* [Supplied records]:

****************

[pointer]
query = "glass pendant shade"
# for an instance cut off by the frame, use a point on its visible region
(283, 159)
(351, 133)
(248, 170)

****************

* [Exercise]:
Copy out all the entries exactly once more.

* [Response box]:
[pointer]
query = "glass pendant shade"
# for an instance cut off by the frame, use a point on its visible region
(283, 159)
(351, 133)
(248, 170)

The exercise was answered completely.